WAS ZU TUN IST | Setze den Auszug über Issigonis, Giacosa und den Frontantrieb im Kleinwagenbau im Anschluss an seinen letzten Satz fort.

VORLIEGENDER AUSZUG |
/---

Benzin reden mit Ferdinand Micha Lanner.

Kosten und Konzepte#

(Einige Sätze zu Issigonis und Giacosa)#

von Martin Krusche#

Mit einem Zitat habe ich auf Facebook zu meinem kleinen Bericht über den Auftakt der 2022er Judenburg-Session verwiesen: „Sonderprämie“, über eine Spritztour mit einem Puch 650 TR. (Den Link finden Sie am Ende dieser Page. Das Zitat: „Die Kurzfassung. Puch: Heckschleuder mit Heckmotor und Heckantrieb. Mini: Frontantrieb mit dem vorne quer liegenden Motor. Das markierte eine Wende im Kleinwagenkonzept und in der Physik der Fahrzeuge. Der von Alec Issigonis konstruierte Mini kam schon zwei Jahre nach dem Pucherl auf den Markt, nämlich im Sommer 1959. Er markiert den Beginn einer neue Ära.“

Das hat vordergründig so seine Richtigkeit, ist stichhaltig. In der Tiefe ist es freilich weit komplexer. Ferdinand Micha Lanner hat es detailliert erläutert.

Lanner: „Hm. Ich werde nicht müde, Issigonis zu entzaubern. Lies Dante Giacosa nochmal! Wenn es nach ihm (als Frontantriebs-Fan) gegangen wäre, hätte Fiat viel früher Frontantrieb gebaut und sicher auch früher den Quermotor. (Durfte Giacosa erst 1964 in der Dependance Autobianchi realisieren.)

\---

DATEN |
/---

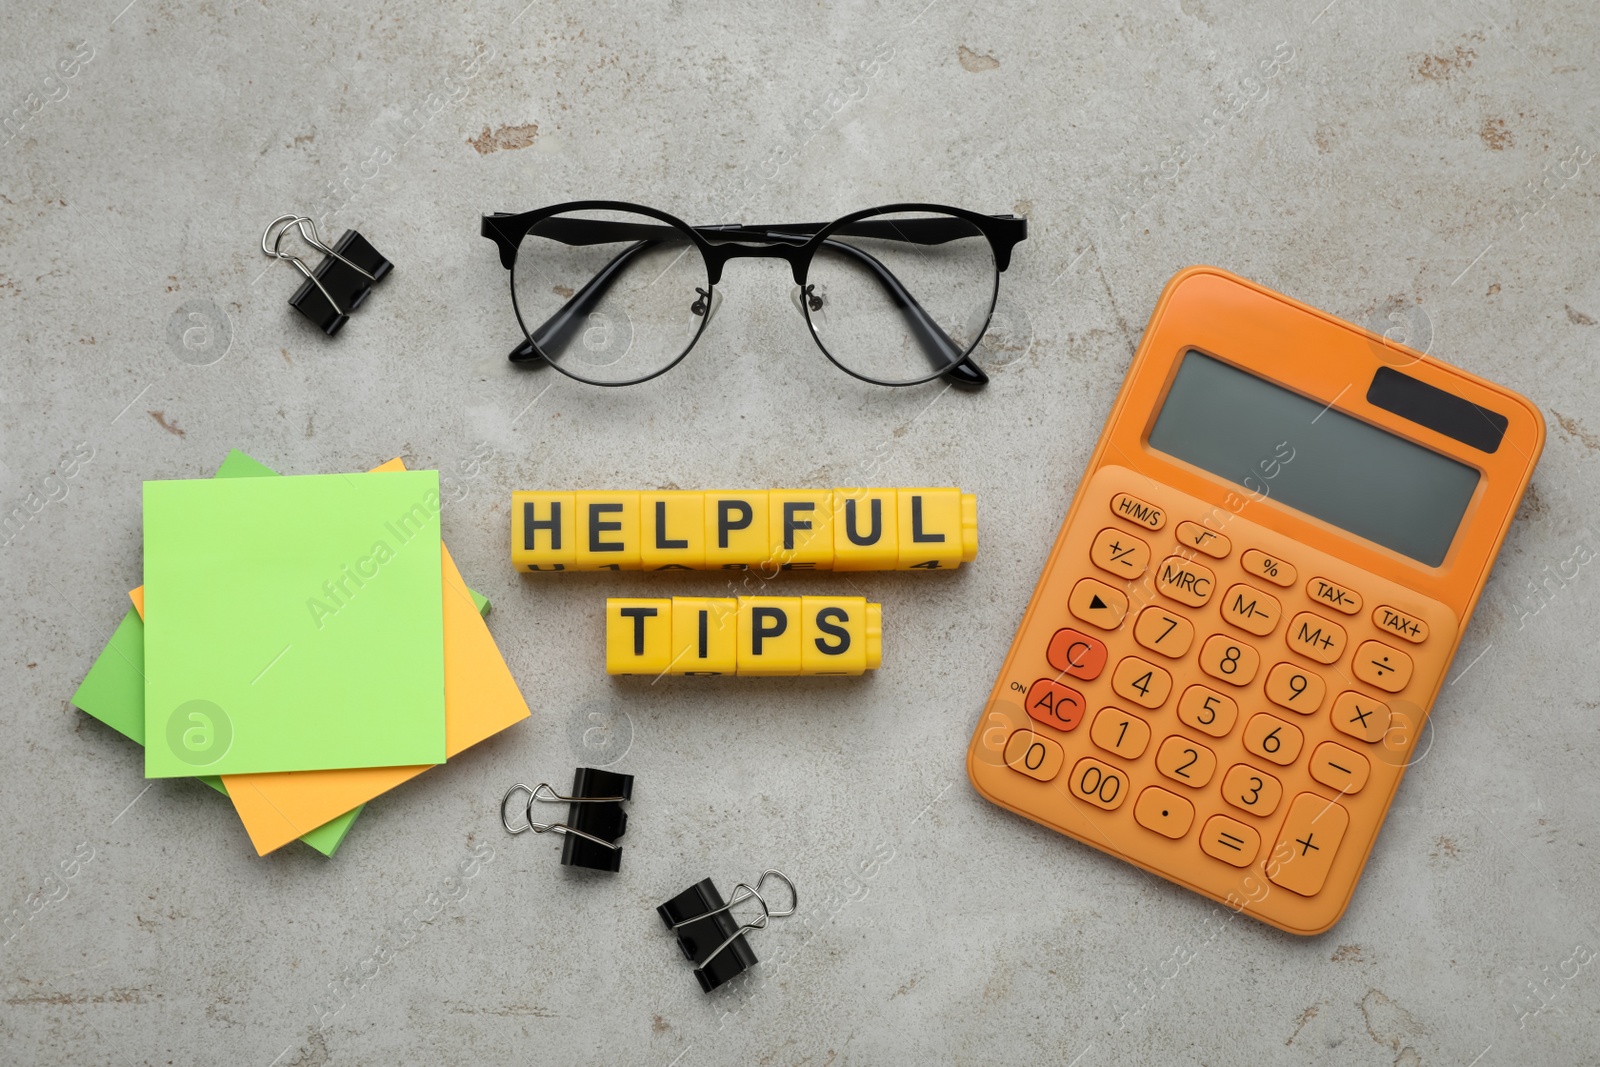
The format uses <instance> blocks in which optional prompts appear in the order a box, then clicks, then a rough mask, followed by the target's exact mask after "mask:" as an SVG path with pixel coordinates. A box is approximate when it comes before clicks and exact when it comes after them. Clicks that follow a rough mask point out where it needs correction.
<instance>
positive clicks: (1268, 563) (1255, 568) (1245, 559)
mask: <svg viewBox="0 0 1600 1067" xmlns="http://www.w3.org/2000/svg"><path fill="white" fill-rule="evenodd" d="M1238 565H1240V566H1243V568H1245V569H1246V571H1250V573H1251V574H1254V576H1256V577H1264V579H1267V581H1269V582H1272V584H1274V585H1283V589H1288V587H1290V585H1293V584H1294V577H1296V571H1294V568H1293V566H1290V565H1288V563H1285V561H1283V560H1280V558H1277V557H1275V555H1267V553H1266V552H1262V550H1261V549H1250V550H1246V552H1245V555H1242V557H1238Z"/></svg>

\---

ERGEBNIS DER ÜBUNG |
Die Idee war genau so da, wie bei Issigonis. Beide waren perfekte Kleinauto-Designer, nur Giacosa auch produktionskostenbewußt. Issigonis nicht, was mit ein Sargnagel für Austin/Morris-BMC war. Dafür hatte Issigonis bei den Chefs (Lord und Harriman) Narrenfreiheit und keiner kontrollierte ihn, was er auch nie zuließ. Seine Wutausbrüche bei negativer Kritik sind legendär.

Lanner mit seinem Morgan Roadster in Bad Radkersburg gegenüber der einstigen Werkstatt von Meister Gerschak, wo Johann Puch tätig gewesen ist.
Lanner mit seinem Morgan Roadster in Bad Radkersburg gegenüber der einstigen Werkstatt von Meister Gerschak, wo Johann Puch tätig gewesen ist.

Also wurde der Quermotor im Mini auch ziemlich unerprobt auf Kunden losgelassen. Heute ist er dafür ein Held. Als ab zirka 1963 BMC ein Drittel der Produktion als Ersatzteilfertigung leisten mußte, war er es weniger. Aber er hatte Rückendeckung.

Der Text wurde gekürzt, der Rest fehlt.